● What is expected
Reproduce the records from the line containing "TARGET: the white baseboard" through the end of the records, both ends included, with every coordinate in the answers multiplied by 2.5 and rounded to a whole number, halves rounded up. Keep all other lines as they are.

● Rows from a dataset

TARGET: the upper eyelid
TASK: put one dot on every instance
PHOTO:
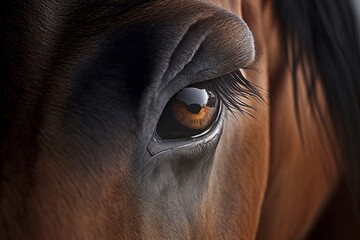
(231, 89)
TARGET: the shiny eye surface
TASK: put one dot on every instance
(190, 112)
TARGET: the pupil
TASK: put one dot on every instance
(194, 108)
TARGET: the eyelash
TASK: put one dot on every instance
(231, 89)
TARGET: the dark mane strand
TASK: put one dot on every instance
(324, 34)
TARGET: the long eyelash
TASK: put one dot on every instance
(232, 89)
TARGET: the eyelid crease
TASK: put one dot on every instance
(232, 89)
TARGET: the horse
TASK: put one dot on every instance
(179, 119)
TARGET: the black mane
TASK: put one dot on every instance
(324, 34)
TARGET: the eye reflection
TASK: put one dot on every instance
(190, 112)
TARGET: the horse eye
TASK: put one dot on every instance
(190, 112)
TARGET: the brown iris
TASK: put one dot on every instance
(190, 112)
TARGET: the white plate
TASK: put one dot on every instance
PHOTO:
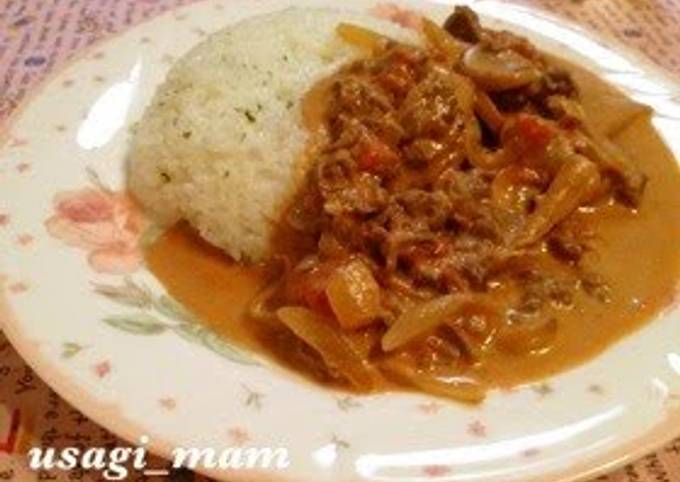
(191, 390)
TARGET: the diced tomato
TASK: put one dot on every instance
(375, 156)
(308, 288)
(534, 132)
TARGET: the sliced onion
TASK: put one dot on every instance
(529, 337)
(442, 41)
(512, 186)
(456, 387)
(423, 318)
(361, 37)
(574, 185)
(488, 112)
(336, 351)
(354, 295)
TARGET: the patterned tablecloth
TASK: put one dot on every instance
(38, 35)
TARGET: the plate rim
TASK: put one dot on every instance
(651, 440)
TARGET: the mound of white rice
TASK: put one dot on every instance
(220, 143)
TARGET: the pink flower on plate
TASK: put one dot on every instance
(402, 16)
(102, 369)
(106, 224)
(436, 471)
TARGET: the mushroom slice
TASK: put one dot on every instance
(498, 70)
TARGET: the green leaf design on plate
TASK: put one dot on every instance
(195, 333)
(172, 309)
(70, 349)
(144, 322)
(129, 294)
(137, 324)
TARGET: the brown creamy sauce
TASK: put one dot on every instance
(637, 252)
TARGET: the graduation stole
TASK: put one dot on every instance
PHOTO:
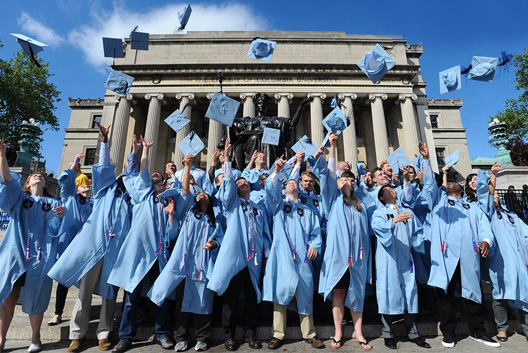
(287, 209)
(411, 262)
(251, 212)
(27, 204)
(350, 226)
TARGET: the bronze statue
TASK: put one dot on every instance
(246, 133)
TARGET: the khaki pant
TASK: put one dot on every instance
(279, 323)
(81, 311)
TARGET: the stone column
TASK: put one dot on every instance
(152, 128)
(316, 117)
(410, 131)
(184, 98)
(119, 134)
(349, 135)
(284, 100)
(379, 126)
(216, 129)
(249, 105)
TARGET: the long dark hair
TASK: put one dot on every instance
(471, 194)
(210, 211)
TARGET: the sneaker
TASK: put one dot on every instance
(448, 342)
(181, 346)
(200, 346)
(487, 341)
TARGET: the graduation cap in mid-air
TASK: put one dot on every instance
(183, 16)
(177, 120)
(119, 82)
(450, 80)
(191, 144)
(376, 63)
(113, 48)
(139, 40)
(305, 145)
(261, 49)
(30, 46)
(222, 109)
(483, 68)
(271, 136)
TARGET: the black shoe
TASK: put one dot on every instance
(390, 343)
(165, 343)
(122, 346)
(275, 343)
(253, 343)
(420, 342)
(230, 344)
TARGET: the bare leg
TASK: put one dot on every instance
(36, 322)
(7, 310)
(338, 311)
(357, 318)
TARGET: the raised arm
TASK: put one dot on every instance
(144, 156)
(4, 167)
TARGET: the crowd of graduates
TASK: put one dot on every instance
(262, 232)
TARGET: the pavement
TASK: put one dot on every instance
(515, 344)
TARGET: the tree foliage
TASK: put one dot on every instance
(25, 93)
(516, 113)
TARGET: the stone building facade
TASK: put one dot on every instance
(183, 68)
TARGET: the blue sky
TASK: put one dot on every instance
(451, 32)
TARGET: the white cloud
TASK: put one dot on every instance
(120, 21)
(38, 30)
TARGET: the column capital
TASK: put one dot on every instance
(148, 96)
(373, 96)
(243, 95)
(404, 96)
(342, 96)
(179, 96)
(320, 95)
(287, 95)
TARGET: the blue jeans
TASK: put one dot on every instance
(128, 327)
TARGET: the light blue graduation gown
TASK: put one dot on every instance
(456, 230)
(396, 290)
(508, 264)
(347, 243)
(101, 237)
(191, 262)
(288, 270)
(149, 236)
(29, 245)
(246, 242)
(77, 208)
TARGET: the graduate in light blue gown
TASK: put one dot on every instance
(145, 252)
(76, 201)
(460, 235)
(296, 243)
(508, 264)
(238, 266)
(188, 271)
(347, 262)
(28, 248)
(93, 252)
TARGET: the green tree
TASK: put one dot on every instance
(516, 113)
(25, 93)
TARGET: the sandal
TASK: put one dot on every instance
(364, 345)
(335, 344)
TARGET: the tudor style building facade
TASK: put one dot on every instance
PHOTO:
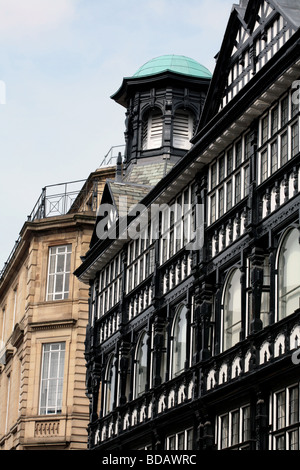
(194, 323)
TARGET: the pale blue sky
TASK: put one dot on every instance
(61, 60)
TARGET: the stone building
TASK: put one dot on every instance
(194, 323)
(43, 317)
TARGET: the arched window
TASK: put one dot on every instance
(289, 274)
(179, 346)
(232, 310)
(182, 129)
(110, 383)
(141, 360)
(152, 130)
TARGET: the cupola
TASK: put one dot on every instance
(163, 102)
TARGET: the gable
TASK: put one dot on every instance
(256, 31)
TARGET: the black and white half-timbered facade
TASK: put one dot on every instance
(193, 341)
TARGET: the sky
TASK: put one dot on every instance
(60, 62)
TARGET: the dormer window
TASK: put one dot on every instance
(152, 130)
(182, 129)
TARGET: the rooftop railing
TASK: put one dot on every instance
(63, 198)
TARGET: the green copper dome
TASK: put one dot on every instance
(173, 63)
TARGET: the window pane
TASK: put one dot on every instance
(264, 130)
(237, 187)
(59, 272)
(246, 424)
(264, 166)
(284, 111)
(293, 405)
(280, 410)
(284, 148)
(295, 139)
(179, 342)
(224, 432)
(232, 310)
(294, 440)
(274, 157)
(229, 161)
(289, 275)
(235, 428)
(52, 378)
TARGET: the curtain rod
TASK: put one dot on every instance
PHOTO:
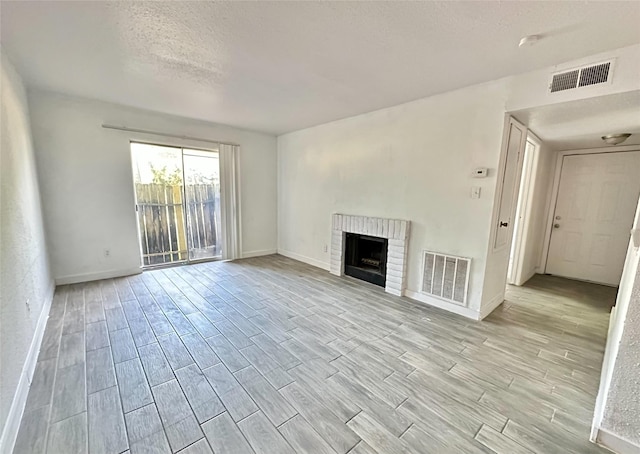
(177, 136)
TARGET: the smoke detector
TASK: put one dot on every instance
(529, 40)
(615, 139)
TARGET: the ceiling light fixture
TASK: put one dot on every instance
(529, 40)
(615, 139)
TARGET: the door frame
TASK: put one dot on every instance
(524, 203)
(504, 150)
(551, 207)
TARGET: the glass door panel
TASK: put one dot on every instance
(158, 180)
(202, 203)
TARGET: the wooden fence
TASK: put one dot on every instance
(175, 229)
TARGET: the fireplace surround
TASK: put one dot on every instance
(394, 231)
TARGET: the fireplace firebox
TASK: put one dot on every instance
(366, 258)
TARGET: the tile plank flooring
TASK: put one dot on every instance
(269, 355)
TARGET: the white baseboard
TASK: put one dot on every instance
(12, 424)
(491, 306)
(615, 443)
(456, 309)
(305, 259)
(97, 276)
(249, 254)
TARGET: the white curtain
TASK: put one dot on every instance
(230, 201)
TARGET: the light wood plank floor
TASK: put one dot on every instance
(269, 355)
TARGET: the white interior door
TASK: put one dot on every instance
(597, 199)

● Problem solution
TARGET: the white baseboard
TASK: put one dot on every instance
(30, 1060)
(1228, 765)
(1538, 1108)
(1140, 773)
(763, 648)
(243, 690)
(623, 635)
TARGET: the white curtain
TASK: put one dot on every instance
(575, 503)
TARGET: the light wood plank floor
TASK: put one dot on every instance
(673, 888)
TARGET: the white interior door
TASK: put one dot on every instance
(1493, 498)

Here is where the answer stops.